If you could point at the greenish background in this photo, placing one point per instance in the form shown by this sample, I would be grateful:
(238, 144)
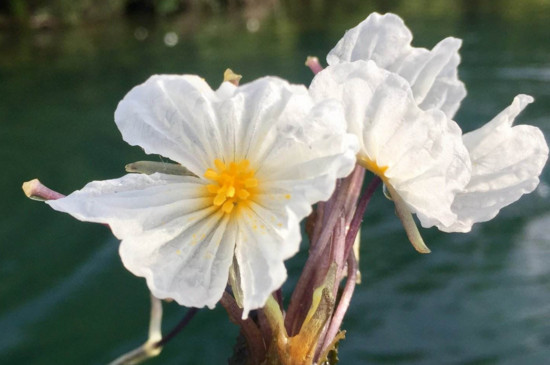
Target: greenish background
(479, 298)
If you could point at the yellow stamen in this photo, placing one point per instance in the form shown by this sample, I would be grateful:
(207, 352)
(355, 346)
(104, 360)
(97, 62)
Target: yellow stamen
(233, 183)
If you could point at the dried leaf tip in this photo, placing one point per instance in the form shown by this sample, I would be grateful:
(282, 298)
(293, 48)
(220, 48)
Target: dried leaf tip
(314, 65)
(35, 190)
(231, 77)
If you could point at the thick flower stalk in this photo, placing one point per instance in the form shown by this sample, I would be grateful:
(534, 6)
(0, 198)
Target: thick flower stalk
(258, 156)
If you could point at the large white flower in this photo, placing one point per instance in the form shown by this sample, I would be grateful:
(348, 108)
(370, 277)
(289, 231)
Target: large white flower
(419, 154)
(506, 163)
(386, 40)
(262, 154)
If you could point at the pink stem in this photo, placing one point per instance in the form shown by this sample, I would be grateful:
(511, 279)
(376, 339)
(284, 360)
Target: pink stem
(301, 296)
(355, 224)
(249, 329)
(34, 189)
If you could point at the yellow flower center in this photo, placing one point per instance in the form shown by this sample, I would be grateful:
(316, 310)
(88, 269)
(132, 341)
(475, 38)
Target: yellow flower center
(233, 184)
(372, 166)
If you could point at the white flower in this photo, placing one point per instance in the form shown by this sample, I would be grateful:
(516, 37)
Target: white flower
(506, 163)
(262, 154)
(418, 154)
(386, 40)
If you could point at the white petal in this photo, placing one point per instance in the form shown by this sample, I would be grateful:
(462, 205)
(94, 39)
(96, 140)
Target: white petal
(427, 163)
(263, 243)
(308, 155)
(170, 234)
(506, 163)
(255, 112)
(386, 40)
(173, 116)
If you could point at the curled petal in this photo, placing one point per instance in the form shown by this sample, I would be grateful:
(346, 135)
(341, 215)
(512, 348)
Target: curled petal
(170, 235)
(386, 40)
(263, 244)
(174, 116)
(506, 163)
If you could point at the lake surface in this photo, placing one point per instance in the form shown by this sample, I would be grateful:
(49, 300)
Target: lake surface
(479, 298)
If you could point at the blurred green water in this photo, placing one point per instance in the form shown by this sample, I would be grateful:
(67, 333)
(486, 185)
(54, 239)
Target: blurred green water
(480, 298)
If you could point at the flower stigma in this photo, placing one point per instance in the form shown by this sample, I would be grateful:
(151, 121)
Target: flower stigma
(233, 184)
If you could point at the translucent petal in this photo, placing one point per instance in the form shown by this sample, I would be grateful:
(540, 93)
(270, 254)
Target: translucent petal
(422, 151)
(386, 40)
(506, 163)
(173, 116)
(170, 233)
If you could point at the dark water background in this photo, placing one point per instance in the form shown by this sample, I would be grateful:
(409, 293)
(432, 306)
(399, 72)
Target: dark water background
(480, 298)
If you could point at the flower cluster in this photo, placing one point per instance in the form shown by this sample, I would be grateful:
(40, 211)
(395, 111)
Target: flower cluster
(251, 160)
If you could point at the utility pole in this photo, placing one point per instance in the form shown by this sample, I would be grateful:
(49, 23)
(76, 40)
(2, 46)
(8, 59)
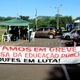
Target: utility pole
(36, 19)
(58, 13)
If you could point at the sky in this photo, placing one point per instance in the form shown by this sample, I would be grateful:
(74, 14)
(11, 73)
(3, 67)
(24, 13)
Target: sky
(14, 8)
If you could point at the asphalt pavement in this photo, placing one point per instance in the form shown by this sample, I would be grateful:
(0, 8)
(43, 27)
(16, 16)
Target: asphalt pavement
(39, 72)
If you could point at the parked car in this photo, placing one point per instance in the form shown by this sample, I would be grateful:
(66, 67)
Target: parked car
(68, 35)
(76, 36)
(49, 32)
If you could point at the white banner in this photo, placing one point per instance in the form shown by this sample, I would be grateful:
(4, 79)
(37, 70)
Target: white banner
(39, 55)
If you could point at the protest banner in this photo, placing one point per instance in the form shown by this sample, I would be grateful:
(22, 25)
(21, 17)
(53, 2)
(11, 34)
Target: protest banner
(39, 55)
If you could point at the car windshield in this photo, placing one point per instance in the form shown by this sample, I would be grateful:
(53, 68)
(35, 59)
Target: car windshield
(73, 31)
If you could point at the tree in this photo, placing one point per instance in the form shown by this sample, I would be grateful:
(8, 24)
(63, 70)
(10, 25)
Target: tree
(24, 17)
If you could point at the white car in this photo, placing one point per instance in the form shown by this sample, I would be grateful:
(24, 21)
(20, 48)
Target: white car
(69, 35)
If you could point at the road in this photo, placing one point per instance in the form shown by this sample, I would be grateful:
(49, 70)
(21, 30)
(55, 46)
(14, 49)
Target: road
(39, 72)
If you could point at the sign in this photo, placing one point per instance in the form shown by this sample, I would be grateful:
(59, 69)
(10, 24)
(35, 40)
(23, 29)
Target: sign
(39, 55)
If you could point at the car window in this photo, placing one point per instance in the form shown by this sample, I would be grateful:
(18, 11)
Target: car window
(78, 31)
(41, 29)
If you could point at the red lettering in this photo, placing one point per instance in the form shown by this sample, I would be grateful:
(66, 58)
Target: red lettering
(40, 49)
(17, 54)
(5, 48)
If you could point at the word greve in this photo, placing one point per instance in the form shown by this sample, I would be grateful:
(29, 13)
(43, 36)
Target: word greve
(39, 49)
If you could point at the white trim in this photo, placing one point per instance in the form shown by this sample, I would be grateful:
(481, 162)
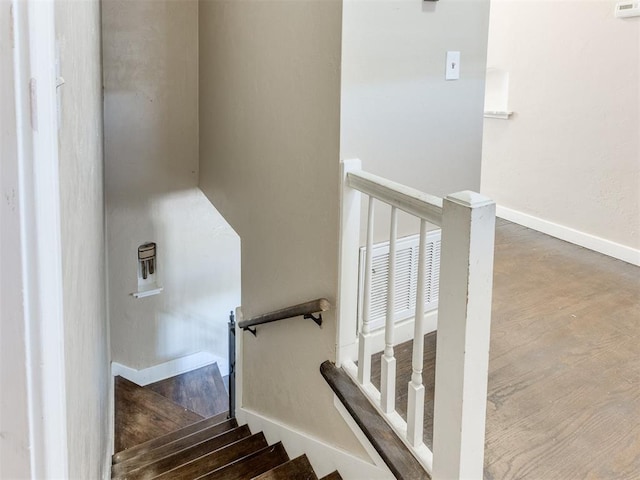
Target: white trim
(568, 234)
(170, 369)
(41, 248)
(324, 458)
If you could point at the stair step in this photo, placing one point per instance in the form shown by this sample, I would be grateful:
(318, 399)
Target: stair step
(297, 469)
(393, 451)
(141, 415)
(171, 437)
(216, 459)
(251, 465)
(332, 476)
(202, 390)
(215, 437)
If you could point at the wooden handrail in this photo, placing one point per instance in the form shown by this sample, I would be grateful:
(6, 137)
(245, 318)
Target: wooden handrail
(306, 310)
(410, 200)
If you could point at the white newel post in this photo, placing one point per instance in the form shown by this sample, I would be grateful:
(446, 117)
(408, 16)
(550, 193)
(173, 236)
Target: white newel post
(347, 302)
(415, 392)
(388, 361)
(464, 321)
(365, 344)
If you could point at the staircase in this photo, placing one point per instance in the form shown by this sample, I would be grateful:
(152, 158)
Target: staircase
(158, 437)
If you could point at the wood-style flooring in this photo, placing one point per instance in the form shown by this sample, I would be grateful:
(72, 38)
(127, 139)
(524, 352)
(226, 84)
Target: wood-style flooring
(197, 391)
(564, 373)
(145, 413)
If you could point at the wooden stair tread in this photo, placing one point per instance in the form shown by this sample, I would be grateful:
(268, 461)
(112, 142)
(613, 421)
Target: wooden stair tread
(214, 437)
(216, 459)
(168, 438)
(393, 451)
(332, 476)
(252, 465)
(141, 415)
(297, 469)
(202, 390)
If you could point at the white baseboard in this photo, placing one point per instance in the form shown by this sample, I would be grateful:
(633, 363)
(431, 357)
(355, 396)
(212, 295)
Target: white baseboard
(170, 369)
(598, 244)
(323, 457)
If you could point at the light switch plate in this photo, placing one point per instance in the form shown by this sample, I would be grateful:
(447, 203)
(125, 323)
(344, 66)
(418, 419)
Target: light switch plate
(628, 9)
(452, 71)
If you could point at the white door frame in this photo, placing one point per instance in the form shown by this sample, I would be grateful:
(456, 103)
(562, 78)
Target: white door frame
(41, 252)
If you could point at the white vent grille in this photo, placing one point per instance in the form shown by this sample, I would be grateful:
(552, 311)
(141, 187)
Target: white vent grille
(407, 253)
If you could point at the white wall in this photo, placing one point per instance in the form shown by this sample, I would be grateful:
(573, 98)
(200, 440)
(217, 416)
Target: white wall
(269, 151)
(14, 440)
(151, 148)
(398, 114)
(570, 156)
(83, 246)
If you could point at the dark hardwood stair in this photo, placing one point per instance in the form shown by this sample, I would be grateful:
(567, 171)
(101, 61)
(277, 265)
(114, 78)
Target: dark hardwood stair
(195, 448)
(332, 476)
(186, 448)
(297, 469)
(141, 414)
(395, 454)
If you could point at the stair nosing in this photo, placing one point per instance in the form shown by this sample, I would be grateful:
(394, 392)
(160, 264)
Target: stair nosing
(125, 455)
(126, 466)
(277, 445)
(398, 458)
(256, 436)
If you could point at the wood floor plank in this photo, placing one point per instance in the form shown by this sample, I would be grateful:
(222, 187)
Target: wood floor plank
(201, 390)
(216, 459)
(564, 369)
(168, 438)
(251, 465)
(213, 438)
(297, 469)
(141, 415)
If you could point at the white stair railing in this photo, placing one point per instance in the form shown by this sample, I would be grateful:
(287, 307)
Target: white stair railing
(467, 220)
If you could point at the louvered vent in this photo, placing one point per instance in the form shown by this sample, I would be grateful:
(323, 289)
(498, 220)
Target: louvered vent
(407, 253)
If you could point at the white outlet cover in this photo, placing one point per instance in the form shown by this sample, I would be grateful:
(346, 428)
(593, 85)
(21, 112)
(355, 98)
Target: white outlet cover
(452, 70)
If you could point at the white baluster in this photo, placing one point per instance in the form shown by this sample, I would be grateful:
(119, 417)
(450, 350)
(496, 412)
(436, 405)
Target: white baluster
(364, 348)
(415, 398)
(388, 366)
(464, 321)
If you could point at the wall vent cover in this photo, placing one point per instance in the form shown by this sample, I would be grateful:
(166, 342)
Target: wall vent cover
(407, 253)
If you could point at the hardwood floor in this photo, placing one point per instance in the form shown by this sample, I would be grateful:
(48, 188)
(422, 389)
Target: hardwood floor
(202, 391)
(162, 407)
(564, 379)
(141, 415)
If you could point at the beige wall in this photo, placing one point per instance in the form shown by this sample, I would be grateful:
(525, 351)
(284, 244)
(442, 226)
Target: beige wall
(14, 424)
(570, 155)
(151, 153)
(399, 114)
(269, 148)
(83, 246)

• **What the task requires**
Copy from the line with "Target: stair nosing" to the final line of the records, inclusive, and add nothing else.

• **Completed task**
Target: stair nosing
(125, 455)
(126, 466)
(277, 445)
(398, 458)
(256, 436)
If you could point at the wood floor plank in this photo, placing one point per instance in the form shown by this sample, I would be grateful:
(222, 187)
Target: wood floor plank
(201, 390)
(216, 459)
(564, 369)
(168, 438)
(251, 465)
(213, 438)
(297, 469)
(141, 415)
If you could point at the white stair railing in this photo, placing one point per instance in the form shown by this sample, I would be grateful:
(287, 307)
Target: white stair railing
(467, 220)
If you could point at the louvered vent in this photo, placing one point per instance in the form shown by this sample, I would be grateful:
(323, 289)
(498, 220)
Target: louvered vent
(407, 253)
If you could point at the white outlet cover in this photo, placing one point per instance in the form shown by this sample, I would be grateful:
(346, 428)
(593, 85)
(21, 112)
(355, 98)
Target: white outlet cover
(452, 70)
If you could point at the white baluster in this photo, placing one point per instance in the form shown by this sample, I would be grateful:
(119, 417)
(450, 350)
(496, 412)
(436, 405)
Target: white baluster
(364, 348)
(415, 398)
(388, 366)
(464, 321)
If you could point at the wall vent cover in this photo, placing one point per instance in the form shown by this sample, I would be grateful:
(166, 342)
Target: wall vent cover
(407, 253)
If you could point at the hardwood floor in this photo, placing one point per instance in the form shown by this sample, I would be grateful:
(48, 188)
(422, 389)
Target: hardwood floor
(202, 391)
(162, 407)
(564, 379)
(141, 415)
If you could point at the beige wall in this photo, placing one point per instance in the form shown by this sample, I would be grateful:
(525, 351)
(284, 244)
(442, 226)
Target: beige wall
(14, 424)
(570, 155)
(151, 153)
(399, 114)
(269, 148)
(83, 246)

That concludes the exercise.